### What you have to do
Rewrite the material below with "white lane line" swapped for "dashed lane marking" wherever it occurs, changing nothing else. Leave the pictures out.

### Excerpted records
-*-
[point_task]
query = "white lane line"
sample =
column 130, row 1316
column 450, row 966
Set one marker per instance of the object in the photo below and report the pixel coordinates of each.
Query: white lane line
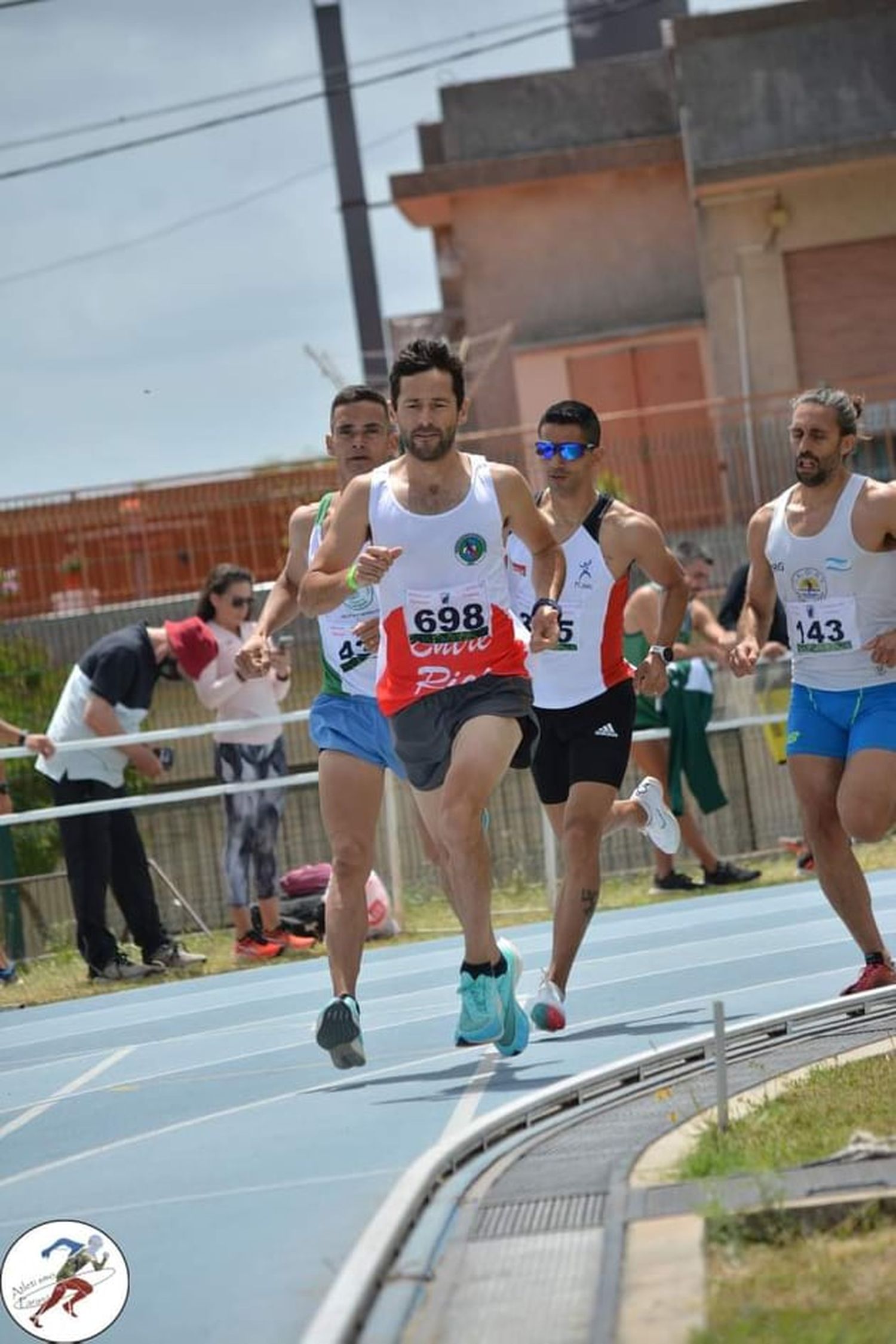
column 465, row 1109
column 100, row 1067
-*-
### Written reply
[point_task]
query = "dashed lane marking"
sample =
column 130, row 1316
column 450, row 966
Set one marker per instance of the object in the photo below and report the pixel coordinates of each.
Query: dashed lane marking
column 465, row 1109
column 100, row 1067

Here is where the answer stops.